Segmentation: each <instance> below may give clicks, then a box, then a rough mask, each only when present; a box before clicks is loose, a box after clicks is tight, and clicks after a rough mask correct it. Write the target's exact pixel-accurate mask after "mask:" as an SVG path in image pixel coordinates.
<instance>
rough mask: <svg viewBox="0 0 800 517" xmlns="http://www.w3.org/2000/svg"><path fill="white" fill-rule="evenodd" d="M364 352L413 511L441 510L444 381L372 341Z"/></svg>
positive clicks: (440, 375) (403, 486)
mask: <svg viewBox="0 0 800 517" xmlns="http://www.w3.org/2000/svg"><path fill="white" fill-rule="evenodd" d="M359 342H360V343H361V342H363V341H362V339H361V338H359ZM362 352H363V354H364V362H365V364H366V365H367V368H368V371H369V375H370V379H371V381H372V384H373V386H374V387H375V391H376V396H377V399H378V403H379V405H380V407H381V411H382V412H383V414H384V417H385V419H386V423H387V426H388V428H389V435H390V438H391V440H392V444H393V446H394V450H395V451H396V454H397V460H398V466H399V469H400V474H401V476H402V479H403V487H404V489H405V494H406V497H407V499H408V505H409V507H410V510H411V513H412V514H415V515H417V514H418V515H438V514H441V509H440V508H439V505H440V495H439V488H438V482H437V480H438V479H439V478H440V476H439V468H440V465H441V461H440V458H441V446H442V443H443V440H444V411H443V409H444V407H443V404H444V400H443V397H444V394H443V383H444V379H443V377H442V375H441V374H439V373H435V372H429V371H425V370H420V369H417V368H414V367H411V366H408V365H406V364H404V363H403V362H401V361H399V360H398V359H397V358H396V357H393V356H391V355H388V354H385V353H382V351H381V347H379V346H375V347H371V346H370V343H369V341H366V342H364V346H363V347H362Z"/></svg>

--------------------

[Task prompt] Reprint the listing above. Keep every line exactly as it is.

[Task output]
Segmentation: each <instance> below may give clicks, then a box, then a rough mask, each only when present; a box before clicks is loose, a box after clicks is tight, and clicks after a rough mask correct it. Write the target's exact pixel-accurate mask after "mask:" as an SVG path in image pixel coordinates.
<instance>
rough mask: <svg viewBox="0 0 800 517" xmlns="http://www.w3.org/2000/svg"><path fill="white" fill-rule="evenodd" d="M364 352L413 511L441 510L444 381L372 341Z"/></svg>
positive clicks: (440, 375) (403, 486)
mask: <svg viewBox="0 0 800 517" xmlns="http://www.w3.org/2000/svg"><path fill="white" fill-rule="evenodd" d="M359 342H360V343H361V342H363V341H362V339H361V338H359ZM362 352H363V354H364V362H365V364H366V365H367V368H368V371H369V375H370V379H371V381H372V384H373V386H374V387H375V391H376V396H377V399H378V403H379V405H380V407H381V411H382V412H383V414H384V417H385V419H386V423H387V426H388V428H389V435H390V438H391V440H392V444H393V446H394V450H395V451H396V454H397V460H398V466H399V469H400V474H401V476H402V479H403V487H404V489H405V494H406V497H407V499H408V505H409V507H410V510H411V513H412V514H415V515H417V514H418V515H438V514H441V509H440V508H439V505H440V495H439V488H438V482H437V480H438V479H439V478H440V476H439V468H440V465H441V461H440V458H441V446H442V443H443V440H444V411H443V409H444V407H443V404H444V400H443V397H444V394H443V383H444V379H443V377H442V375H441V374H439V373H435V372H429V371H425V370H420V369H417V368H414V367H411V366H408V365H406V364H404V363H403V362H401V361H399V360H398V359H397V358H396V357H393V356H391V355H388V354H385V353H382V351H381V347H379V346H375V347H371V346H370V343H369V341H366V342H364V346H363V347H362Z"/></svg>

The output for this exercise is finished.